──────── ENTRIES SHOWN ────────
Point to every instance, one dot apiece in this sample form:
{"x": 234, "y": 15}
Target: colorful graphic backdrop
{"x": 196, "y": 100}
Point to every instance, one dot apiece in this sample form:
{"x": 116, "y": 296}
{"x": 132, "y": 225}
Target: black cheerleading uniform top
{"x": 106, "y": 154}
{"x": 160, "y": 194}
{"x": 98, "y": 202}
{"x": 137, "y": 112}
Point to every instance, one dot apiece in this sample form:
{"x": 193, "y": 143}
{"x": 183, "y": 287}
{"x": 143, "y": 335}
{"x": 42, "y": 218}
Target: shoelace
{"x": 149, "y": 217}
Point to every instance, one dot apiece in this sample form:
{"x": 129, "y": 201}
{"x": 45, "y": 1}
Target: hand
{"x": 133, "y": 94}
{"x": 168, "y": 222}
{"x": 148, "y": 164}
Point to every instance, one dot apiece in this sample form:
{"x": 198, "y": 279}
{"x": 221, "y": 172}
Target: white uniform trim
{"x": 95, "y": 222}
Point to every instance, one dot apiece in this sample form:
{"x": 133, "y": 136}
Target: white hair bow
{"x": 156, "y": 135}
────────
### WHAT YOU SHOULD DO
What you should produce is an exact retyping of every line above.

### YOUR SOLUTION
Point to every instance, one dot apiece in this sample form:
{"x": 234, "y": 15}
Target: colorful graphic backdrop
{"x": 196, "y": 100}
Point to every instance, one dot apiece in this sample form:
{"x": 116, "y": 296}
{"x": 132, "y": 225}
Target: black cheerleading uniform top
{"x": 106, "y": 154}
{"x": 160, "y": 194}
{"x": 98, "y": 202}
{"x": 137, "y": 112}
Point to every instance, one dot apiece in this sample form:
{"x": 193, "y": 143}
{"x": 183, "y": 287}
{"x": 143, "y": 335}
{"x": 42, "y": 218}
Target: shoelace
{"x": 149, "y": 217}
Point to every instance, one dot apiece in this sample form:
{"x": 129, "y": 201}
{"x": 45, "y": 1}
Target: hand
{"x": 133, "y": 94}
{"x": 168, "y": 222}
{"x": 148, "y": 164}
Point to every instance, one dot apiece in this sample form:
{"x": 198, "y": 279}
{"x": 221, "y": 172}
Target: white uniform trim
{"x": 95, "y": 222}
Point to every instance, one dot apiece in this sample form:
{"x": 133, "y": 136}
Target: white hair bow
{"x": 156, "y": 135}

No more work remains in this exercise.